[What is being asked]: When you reach the line containing "this sample: (133,51)." in the records below, start copying exactly, and stop once you have copied the line containing "this sample: (611,327).".

[Point localization data]

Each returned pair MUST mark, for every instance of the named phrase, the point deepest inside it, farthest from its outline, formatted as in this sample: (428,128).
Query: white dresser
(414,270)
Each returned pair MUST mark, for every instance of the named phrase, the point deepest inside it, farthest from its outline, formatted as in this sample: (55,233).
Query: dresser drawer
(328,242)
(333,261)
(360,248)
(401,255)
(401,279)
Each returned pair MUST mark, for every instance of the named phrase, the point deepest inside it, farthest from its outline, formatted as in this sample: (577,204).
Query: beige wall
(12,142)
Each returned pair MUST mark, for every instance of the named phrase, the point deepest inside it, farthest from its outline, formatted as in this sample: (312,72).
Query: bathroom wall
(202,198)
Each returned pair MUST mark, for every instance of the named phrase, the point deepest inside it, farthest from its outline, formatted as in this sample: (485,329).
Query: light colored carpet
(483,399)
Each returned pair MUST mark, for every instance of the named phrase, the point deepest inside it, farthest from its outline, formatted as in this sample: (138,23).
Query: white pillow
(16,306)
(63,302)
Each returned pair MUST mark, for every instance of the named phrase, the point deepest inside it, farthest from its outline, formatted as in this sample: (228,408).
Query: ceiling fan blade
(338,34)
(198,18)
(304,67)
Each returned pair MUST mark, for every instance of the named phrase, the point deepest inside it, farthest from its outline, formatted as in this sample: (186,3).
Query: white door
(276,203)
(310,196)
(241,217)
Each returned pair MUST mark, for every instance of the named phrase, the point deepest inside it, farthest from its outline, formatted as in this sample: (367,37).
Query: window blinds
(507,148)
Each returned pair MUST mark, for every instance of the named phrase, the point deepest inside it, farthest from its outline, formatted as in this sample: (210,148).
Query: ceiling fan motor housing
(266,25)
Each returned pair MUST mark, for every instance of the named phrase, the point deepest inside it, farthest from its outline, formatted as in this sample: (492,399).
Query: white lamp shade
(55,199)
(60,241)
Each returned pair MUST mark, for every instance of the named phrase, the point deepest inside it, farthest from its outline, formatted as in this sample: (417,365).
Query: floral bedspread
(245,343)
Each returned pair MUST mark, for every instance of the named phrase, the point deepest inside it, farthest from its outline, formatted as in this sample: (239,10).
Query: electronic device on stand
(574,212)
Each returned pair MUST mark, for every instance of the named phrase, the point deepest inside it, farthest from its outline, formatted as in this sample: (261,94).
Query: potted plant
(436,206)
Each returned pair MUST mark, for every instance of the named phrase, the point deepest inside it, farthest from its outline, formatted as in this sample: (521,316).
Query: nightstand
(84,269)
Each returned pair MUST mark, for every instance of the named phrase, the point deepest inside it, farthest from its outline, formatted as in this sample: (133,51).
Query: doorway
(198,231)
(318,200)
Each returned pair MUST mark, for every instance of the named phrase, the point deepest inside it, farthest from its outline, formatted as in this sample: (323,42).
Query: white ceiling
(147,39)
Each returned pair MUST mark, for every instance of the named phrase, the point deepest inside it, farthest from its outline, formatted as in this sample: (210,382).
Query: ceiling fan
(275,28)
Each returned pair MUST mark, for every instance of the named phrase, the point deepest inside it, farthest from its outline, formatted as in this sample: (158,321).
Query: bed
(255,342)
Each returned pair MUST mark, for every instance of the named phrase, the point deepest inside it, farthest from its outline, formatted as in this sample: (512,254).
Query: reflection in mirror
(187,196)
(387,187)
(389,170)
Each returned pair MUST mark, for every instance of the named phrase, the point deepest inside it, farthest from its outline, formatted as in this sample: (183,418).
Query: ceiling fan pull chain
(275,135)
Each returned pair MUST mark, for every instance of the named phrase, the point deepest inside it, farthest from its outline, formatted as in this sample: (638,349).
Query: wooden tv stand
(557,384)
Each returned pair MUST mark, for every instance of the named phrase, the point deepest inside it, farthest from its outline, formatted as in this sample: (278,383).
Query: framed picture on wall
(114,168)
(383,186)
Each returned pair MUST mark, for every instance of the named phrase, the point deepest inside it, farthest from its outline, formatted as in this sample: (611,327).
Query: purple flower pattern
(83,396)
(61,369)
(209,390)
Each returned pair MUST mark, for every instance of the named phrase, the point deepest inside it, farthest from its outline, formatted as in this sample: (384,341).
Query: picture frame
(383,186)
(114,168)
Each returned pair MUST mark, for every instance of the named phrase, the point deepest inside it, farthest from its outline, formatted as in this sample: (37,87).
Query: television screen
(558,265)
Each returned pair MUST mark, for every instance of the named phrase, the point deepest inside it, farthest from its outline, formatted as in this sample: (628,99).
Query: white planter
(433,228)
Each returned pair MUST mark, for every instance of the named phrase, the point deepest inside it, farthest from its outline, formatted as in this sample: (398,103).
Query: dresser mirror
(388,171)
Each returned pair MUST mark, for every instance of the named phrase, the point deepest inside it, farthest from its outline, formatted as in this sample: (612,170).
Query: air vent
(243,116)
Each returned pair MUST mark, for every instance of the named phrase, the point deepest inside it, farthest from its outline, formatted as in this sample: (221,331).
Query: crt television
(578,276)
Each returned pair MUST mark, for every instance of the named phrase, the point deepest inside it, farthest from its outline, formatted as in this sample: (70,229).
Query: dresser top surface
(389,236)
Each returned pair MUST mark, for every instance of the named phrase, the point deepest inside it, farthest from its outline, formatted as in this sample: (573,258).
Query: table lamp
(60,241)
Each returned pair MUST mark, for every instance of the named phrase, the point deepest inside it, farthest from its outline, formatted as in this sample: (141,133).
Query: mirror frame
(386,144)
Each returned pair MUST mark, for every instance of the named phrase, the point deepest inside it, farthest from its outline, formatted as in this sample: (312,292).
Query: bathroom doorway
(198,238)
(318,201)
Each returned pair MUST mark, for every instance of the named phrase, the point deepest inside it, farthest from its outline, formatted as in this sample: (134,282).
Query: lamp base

[Answer space]:
Each returned pair MUST mark, for every instance of the named phrase, the point deepest inside it, farthest from its outline, formatted as in this sample: (133,51).
Query: doorway
(198,231)
(318,200)
Each returned pair MUST mark, for every instance of the named phrase, the point deepest inside it, farthest from its outline, formatted as in this sample: (323,42).
Query: white ceiling
(147,39)
Each returned pair MUST mark, for every instance of the named phrase, the point deepest inside it, farthest from its outline, formatted as in this sample: (210,382).
Query: ceiling fan
(275,28)
Each returned pair MUST mark, for every instance of the named phrase, the point deepest inside it, farthest from its outline, formatted as in this sample: (158,321).
Query: bed
(255,342)
Each returned pair MUST mark, for every instance of the named phrase, the point deepest inside it, farthest from its outline, formatted as in this sample: (512,254).
Query: reflection in mirror
(187,196)
(387,187)
(389,170)
Each returned pair MUST mark, for every instance of the named phrase, the point deepest inside it, farthest from its outline, formatted as in this sample: (183,418).
Query: ceiling fan pull chain
(275,135)
Each returned pair MUST mark, for every instance of the named phrase, the point deepest inside it, farthest from its outline, formatted as in this sample: (638,349).
Query: wooden tv stand
(557,384)
Each returned pair MUST mark, for every instance of the named phrase, the point deepest inside it, farthest from its outline, formatted as in this sample: (278,383).
Query: framed picture on wall
(114,168)
(383,186)
Each returned pair MUST mark, for every instance of the named phrase, the point deepest inside it, farthest from its outline, formatted as in this sample: (611,327).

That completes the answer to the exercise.